Given exercise: Give back each of the entries below line for line, with no changes.

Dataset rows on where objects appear
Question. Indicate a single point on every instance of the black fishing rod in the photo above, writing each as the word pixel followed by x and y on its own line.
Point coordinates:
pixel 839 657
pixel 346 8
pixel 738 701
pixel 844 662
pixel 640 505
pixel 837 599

Output for this task:
Question. Indicate a single point on every instance of the black fishing rod in the photo above, writing each as the word pixel followed by x and y on its own line.
Point coordinates:
pixel 839 657
pixel 346 8
pixel 738 701
pixel 844 662
pixel 640 505
pixel 837 599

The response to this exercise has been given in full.